§ DIRECTIVE:
Starting at the line that contains "Segment every instance of the short" and ending at the line that contains "584 58 L 556", write out those lines below as a numbered list with no blank lines.

Saved items
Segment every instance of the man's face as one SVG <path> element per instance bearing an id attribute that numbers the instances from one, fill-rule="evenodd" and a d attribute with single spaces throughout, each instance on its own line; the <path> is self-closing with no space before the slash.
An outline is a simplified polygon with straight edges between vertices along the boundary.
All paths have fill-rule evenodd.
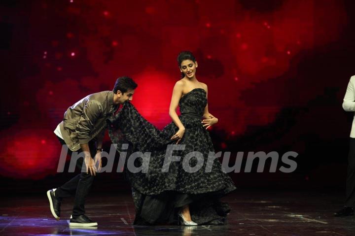
<path id="1" fill-rule="evenodd" d="M 118 103 L 123 104 L 127 100 L 132 101 L 133 94 L 134 94 L 134 89 L 129 89 L 126 93 L 123 94 L 119 90 L 118 91 L 117 95 L 118 97 Z"/>

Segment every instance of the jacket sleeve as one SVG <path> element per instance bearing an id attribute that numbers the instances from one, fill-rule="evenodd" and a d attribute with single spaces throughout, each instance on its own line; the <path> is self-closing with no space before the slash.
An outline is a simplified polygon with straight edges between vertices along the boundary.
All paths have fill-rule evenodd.
<path id="1" fill-rule="evenodd" d="M 355 111 L 355 91 L 354 91 L 354 80 L 355 76 L 352 76 L 348 84 L 348 88 L 345 93 L 344 101 L 343 101 L 343 109 L 346 111 Z"/>
<path id="2" fill-rule="evenodd" d="M 95 124 L 101 116 L 102 113 L 101 104 L 97 101 L 89 101 L 84 106 L 83 112 L 75 128 L 80 144 L 89 142 L 90 132 L 94 129 Z"/>

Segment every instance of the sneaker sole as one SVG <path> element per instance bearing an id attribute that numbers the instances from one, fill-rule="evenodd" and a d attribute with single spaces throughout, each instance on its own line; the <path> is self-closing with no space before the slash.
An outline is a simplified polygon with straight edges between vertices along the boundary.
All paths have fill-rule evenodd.
<path id="1" fill-rule="evenodd" d="M 51 190 L 48 190 L 47 191 L 47 197 L 48 198 L 48 200 L 49 201 L 49 208 L 50 208 L 51 209 L 51 212 L 52 213 L 52 214 L 54 217 L 54 218 L 57 220 L 59 220 L 59 219 L 60 219 L 60 217 L 59 217 L 57 215 L 57 214 L 55 213 L 55 212 L 54 211 L 54 208 L 53 207 L 53 202 L 52 201 L 52 198 L 50 197 L 50 191 Z"/>
<path id="2" fill-rule="evenodd" d="M 90 227 L 97 226 L 97 222 L 93 223 L 73 223 L 69 222 L 69 226 Z"/>

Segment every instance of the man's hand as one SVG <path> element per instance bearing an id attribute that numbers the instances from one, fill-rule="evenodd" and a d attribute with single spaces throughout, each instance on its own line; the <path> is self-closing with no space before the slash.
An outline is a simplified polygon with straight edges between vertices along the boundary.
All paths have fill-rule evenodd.
<path id="1" fill-rule="evenodd" d="M 95 166 L 96 167 L 96 164 L 99 163 L 98 167 L 97 168 L 97 171 L 100 172 L 101 170 L 101 167 L 102 166 L 102 160 L 101 160 L 101 151 L 98 151 L 95 155 L 94 158 Z"/>
<path id="2" fill-rule="evenodd" d="M 89 173 L 90 170 L 91 175 L 96 175 L 96 167 L 95 166 L 95 162 L 90 155 L 86 155 L 84 158 L 85 166 L 86 167 L 86 173 Z"/>

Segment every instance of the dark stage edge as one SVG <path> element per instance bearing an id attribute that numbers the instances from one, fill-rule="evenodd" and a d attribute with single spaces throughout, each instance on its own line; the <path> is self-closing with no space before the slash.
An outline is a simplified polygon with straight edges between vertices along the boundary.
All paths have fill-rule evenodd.
<path id="1" fill-rule="evenodd" d="M 134 208 L 129 193 L 92 195 L 88 215 L 97 228 L 71 228 L 67 221 L 72 199 L 62 204 L 62 218 L 52 218 L 45 191 L 42 196 L 0 199 L 0 235 L 354 236 L 355 217 L 338 218 L 340 194 L 237 190 L 225 198 L 232 210 L 224 226 L 132 226 Z"/>

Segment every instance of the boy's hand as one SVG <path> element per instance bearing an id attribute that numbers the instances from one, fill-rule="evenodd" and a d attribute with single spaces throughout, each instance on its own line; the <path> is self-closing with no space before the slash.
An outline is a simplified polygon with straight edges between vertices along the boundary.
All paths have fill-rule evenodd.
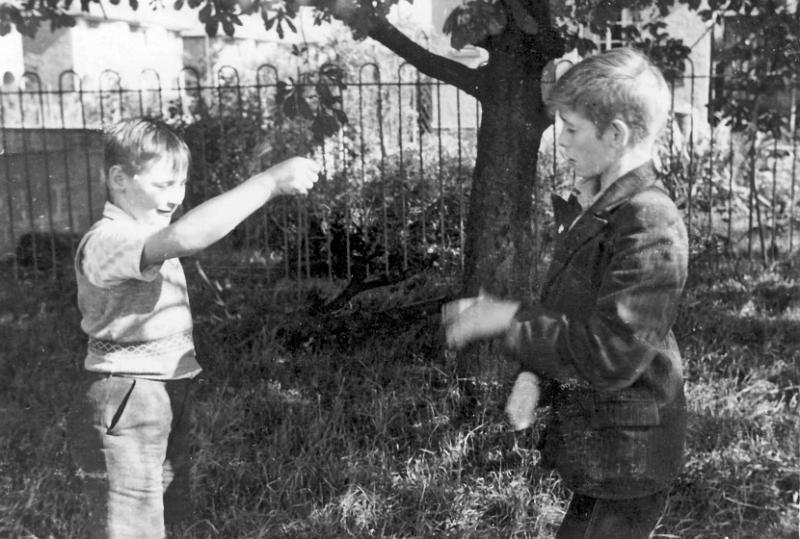
<path id="1" fill-rule="evenodd" d="M 291 157 L 261 174 L 272 181 L 275 195 L 305 195 L 316 183 L 321 170 L 311 159 Z"/>
<path id="2" fill-rule="evenodd" d="M 483 294 L 451 301 L 442 307 L 447 345 L 463 348 L 480 339 L 502 335 L 519 309 L 519 302 Z"/>
<path id="3" fill-rule="evenodd" d="M 506 415 L 514 430 L 526 429 L 533 424 L 539 395 L 539 377 L 532 372 L 519 373 L 506 402 Z"/>

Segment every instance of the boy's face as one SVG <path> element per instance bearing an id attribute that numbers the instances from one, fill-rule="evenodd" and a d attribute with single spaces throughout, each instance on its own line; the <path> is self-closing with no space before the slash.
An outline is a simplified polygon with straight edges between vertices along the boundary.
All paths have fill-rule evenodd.
<path id="1" fill-rule="evenodd" d="M 591 120 L 574 111 L 560 110 L 558 115 L 562 123 L 558 145 L 575 174 L 583 178 L 602 176 L 617 158 L 610 129 L 600 134 Z"/>
<path id="2" fill-rule="evenodd" d="M 123 175 L 114 203 L 137 222 L 149 226 L 169 225 L 172 214 L 186 195 L 186 173 L 176 174 L 170 159 L 153 160 L 141 172 Z"/>

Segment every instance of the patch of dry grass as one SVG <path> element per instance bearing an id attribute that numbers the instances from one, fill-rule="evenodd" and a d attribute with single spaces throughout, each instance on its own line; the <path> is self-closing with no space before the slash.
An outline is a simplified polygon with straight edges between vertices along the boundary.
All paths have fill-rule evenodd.
<path id="1" fill-rule="evenodd" d="M 84 535 L 64 437 L 84 346 L 70 286 L 1 292 L 2 537 Z M 392 317 L 438 283 L 373 291 L 336 317 L 242 292 L 225 308 L 193 297 L 206 371 L 183 537 L 553 536 L 568 493 L 536 466 L 536 433 L 505 425 L 503 368 L 464 376 L 429 318 Z M 695 279 L 676 328 L 689 453 L 656 536 L 797 536 L 799 299 L 786 274 Z"/>

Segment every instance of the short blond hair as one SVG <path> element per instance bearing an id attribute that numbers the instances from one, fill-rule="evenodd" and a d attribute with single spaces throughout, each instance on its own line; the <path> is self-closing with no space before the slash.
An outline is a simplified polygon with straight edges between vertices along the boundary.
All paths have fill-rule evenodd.
<path id="1" fill-rule="evenodd" d="M 584 58 L 556 81 L 553 113 L 577 112 L 603 133 L 616 119 L 631 130 L 631 145 L 655 138 L 667 124 L 670 91 L 650 59 L 628 47 Z"/>

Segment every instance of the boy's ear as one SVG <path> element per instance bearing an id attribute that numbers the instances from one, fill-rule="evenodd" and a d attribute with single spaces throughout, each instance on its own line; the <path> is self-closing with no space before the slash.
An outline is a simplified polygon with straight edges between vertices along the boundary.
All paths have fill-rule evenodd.
<path id="1" fill-rule="evenodd" d="M 628 124 L 617 118 L 611 122 L 607 131 L 615 148 L 623 149 L 628 146 L 631 140 L 631 130 Z"/>
<path id="2" fill-rule="evenodd" d="M 128 175 L 125 174 L 125 171 L 122 170 L 122 167 L 119 165 L 114 165 L 108 169 L 108 178 L 107 184 L 108 188 L 112 191 L 120 191 L 125 188 L 125 182 L 128 179 Z"/>

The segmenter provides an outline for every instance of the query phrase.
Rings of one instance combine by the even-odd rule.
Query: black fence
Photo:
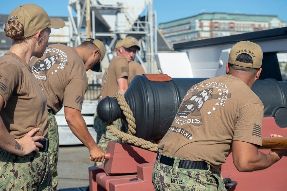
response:
[[[100,84],[89,84],[88,89],[85,94],[84,100],[96,100],[101,94],[102,86]]]

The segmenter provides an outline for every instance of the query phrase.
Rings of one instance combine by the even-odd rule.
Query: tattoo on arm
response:
[[[15,143],[15,149],[21,150],[21,145],[18,143],[18,142],[16,141]]]

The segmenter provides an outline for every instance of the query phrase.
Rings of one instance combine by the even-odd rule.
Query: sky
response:
[[[69,1],[69,0],[0,0],[0,14],[9,14],[20,5],[33,3],[43,8],[49,16],[68,17],[67,6]],[[156,12],[158,25],[203,12],[275,15],[287,22],[286,0],[154,0],[153,5],[154,10]]]

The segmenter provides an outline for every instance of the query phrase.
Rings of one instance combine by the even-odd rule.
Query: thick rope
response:
[[[123,110],[125,116],[126,117],[127,121],[128,123],[128,133],[116,129],[113,124],[107,126],[107,129],[110,132],[112,133],[113,135],[122,139],[123,143],[133,144],[151,151],[157,152],[157,144],[152,143],[134,136],[136,132],[135,130],[135,120],[124,95],[122,93],[117,92],[114,94],[112,97],[117,100],[118,103]]]
[[[117,92],[114,94],[112,97],[117,100],[121,109],[123,111],[124,114],[127,118],[127,121],[128,123],[128,134],[116,129],[112,124],[107,126],[107,129],[112,133],[113,135],[122,139],[123,143],[133,144],[151,151],[157,152],[157,144],[152,143],[134,136],[136,132],[135,120],[124,95],[122,93]],[[212,170],[212,171],[214,174],[217,174],[222,179],[223,179],[221,173],[219,170]]]

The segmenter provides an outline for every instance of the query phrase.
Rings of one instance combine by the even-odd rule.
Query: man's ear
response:
[[[43,34],[43,30],[39,30],[38,31],[38,32],[35,34],[36,35],[35,37],[36,37],[36,39],[37,39],[37,41],[38,42],[40,40],[40,39],[41,38],[41,37],[42,36],[42,35]]]
[[[94,50],[94,52],[93,52],[93,56],[94,56],[94,58],[96,56],[96,55],[97,54],[99,53],[100,51],[98,50],[97,49]]]
[[[262,68],[260,68],[258,70],[258,71],[257,71],[257,73],[256,73],[256,75],[255,75],[255,77],[256,78],[256,79],[259,79],[259,76],[260,75],[260,74],[261,73],[261,71],[262,70]]]

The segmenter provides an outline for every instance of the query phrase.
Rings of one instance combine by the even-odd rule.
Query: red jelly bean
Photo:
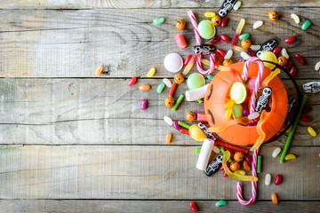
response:
[[[301,114],[300,119],[305,122],[312,122],[312,118],[310,118],[310,117],[308,117],[307,115],[304,115],[304,114]]]
[[[224,34],[220,35],[220,39],[226,43],[228,43],[231,41],[231,39]]]
[[[275,179],[275,185],[281,184],[281,180],[282,180],[282,176],[281,175],[276,175],[276,179]]]
[[[226,27],[227,20],[228,20],[228,17],[227,16],[223,17],[223,19],[221,20],[221,28]]]
[[[286,38],[286,39],[284,40],[284,42],[285,42],[286,43],[291,43],[294,42],[294,40],[295,40],[295,36],[291,36],[291,37]]]
[[[194,201],[190,201],[189,206],[191,208],[191,210],[193,210],[194,212],[197,211],[197,208],[196,208],[196,203]]]
[[[132,77],[132,78],[130,79],[130,81],[128,82],[128,86],[133,85],[136,82],[137,82],[137,78],[136,78],[136,77]]]
[[[273,51],[272,51],[272,52],[275,54],[275,55],[276,55],[277,53],[279,53],[279,51],[281,51],[281,47],[279,47],[279,46],[276,46]]]
[[[192,55],[188,55],[188,56],[186,58],[186,59],[185,59],[185,61],[183,62],[183,64],[184,64],[185,66],[187,66],[188,63],[190,61],[191,58],[192,58]]]
[[[297,59],[297,60],[300,64],[304,64],[306,62],[305,59],[302,58],[302,56],[300,56],[300,54],[295,54],[294,57]]]

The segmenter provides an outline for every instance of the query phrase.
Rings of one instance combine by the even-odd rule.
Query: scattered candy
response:
[[[136,78],[136,77],[132,77],[132,78],[130,79],[130,81],[128,82],[128,86],[133,85],[136,82],[137,82],[137,78]]]
[[[279,185],[281,184],[281,180],[282,180],[282,176],[281,175],[276,175],[276,179],[275,179],[275,185]]]
[[[296,14],[292,14],[291,17],[294,20],[294,21],[299,24],[300,23],[300,19],[299,16],[297,16]]]
[[[253,24],[253,28],[258,28],[261,27],[262,25],[263,25],[263,21],[258,20]]]
[[[157,19],[154,19],[154,23],[155,24],[162,24],[164,21],[164,18],[157,18]]]
[[[314,129],[312,129],[312,127],[308,127],[307,130],[308,130],[308,132],[312,137],[316,137],[316,132],[315,131]]]
[[[281,148],[277,147],[272,152],[272,157],[276,158],[281,153]]]
[[[285,155],[284,160],[289,161],[289,160],[294,160],[296,158],[297,158],[296,155],[294,155],[292,154],[289,154]]]

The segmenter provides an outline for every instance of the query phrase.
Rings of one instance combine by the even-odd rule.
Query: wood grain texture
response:
[[[292,146],[294,161],[279,163],[263,147],[259,200],[319,201],[319,146]],[[236,179],[196,169],[194,146],[1,146],[1,199],[236,200]],[[264,185],[267,173],[281,185]],[[244,197],[251,184],[244,184]]]
[[[168,126],[164,116],[184,121],[188,111],[204,112],[204,105],[182,101],[176,112],[164,106],[169,88],[156,93],[161,79],[139,79],[132,87],[124,79],[2,79],[0,80],[0,135],[2,144],[164,144],[167,132],[172,132],[174,145],[201,145],[189,136]],[[299,81],[300,85],[307,83]],[[289,80],[284,80],[288,91]],[[139,85],[149,84],[151,90],[140,91]],[[175,99],[187,91],[180,84]],[[148,100],[146,111],[140,108],[143,99]],[[292,146],[316,146],[319,137],[307,132],[311,125],[320,130],[318,110],[320,96],[309,96],[313,106],[308,114],[311,123],[300,121]],[[195,122],[196,123],[196,122]],[[141,137],[143,132],[148,134]],[[284,144],[286,137],[275,145]]]
[[[280,200],[280,198],[279,198]],[[190,212],[190,201],[109,201],[109,200],[3,200],[0,212]],[[320,201],[279,201],[278,205],[271,201],[257,201],[252,206],[245,207],[236,201],[228,201],[226,206],[219,209],[216,201],[195,201],[197,212],[317,212]]]
[[[290,4],[283,0],[266,2],[242,1],[244,8],[256,7],[320,7],[316,0],[292,0]],[[223,0],[4,0],[1,9],[93,9],[93,8],[220,8]]]
[[[170,52],[185,58],[192,52],[195,37],[188,21],[183,30],[188,47],[179,50],[174,36],[181,33],[174,28],[178,19],[188,20],[187,9],[172,10],[14,10],[0,11],[0,75],[9,77],[92,77],[103,65],[105,77],[146,76],[150,67],[156,68],[156,77],[171,76],[163,60]],[[207,10],[196,9],[198,20]],[[241,9],[230,12],[227,28],[218,28],[219,34],[232,37],[241,18],[247,21],[244,32],[252,35],[253,43],[262,43],[274,37],[294,57],[300,53],[307,63],[298,67],[297,78],[319,78],[314,70],[319,60],[319,8],[279,8],[279,20],[268,20],[269,8]],[[309,19],[312,25],[300,29],[290,17]],[[132,17],[135,17],[132,19]],[[153,19],[164,17],[162,25]],[[252,24],[263,20],[265,24],[252,29]],[[179,32],[178,32],[179,31]],[[287,44],[284,38],[295,35],[297,41]],[[229,43],[220,42],[217,47],[225,51]],[[234,61],[240,59],[234,54]],[[196,69],[196,68],[194,68]]]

§ WRITTEN SOLUTION:
1. Segment every instance of the short blond hair as one SVG <path> element per instance bearing an id attribute that numbers the instances from one, fill-rule="evenodd" and a d attribute with single spaces throughout, each instance on its own line; the <path> is self-closing with no space before the slash.
2. An outline is a simplified polygon with straight edges between vertices along the boundary.
3. All paths have fill-rule evenodd.
4. <path id="1" fill-rule="evenodd" d="M 584 58 L 556 81 L 553 113 L 577 112 L 603 133 L 616 119 L 631 130 L 631 145 L 655 138 L 667 124 L 670 91 L 650 59 L 628 47 Z"/>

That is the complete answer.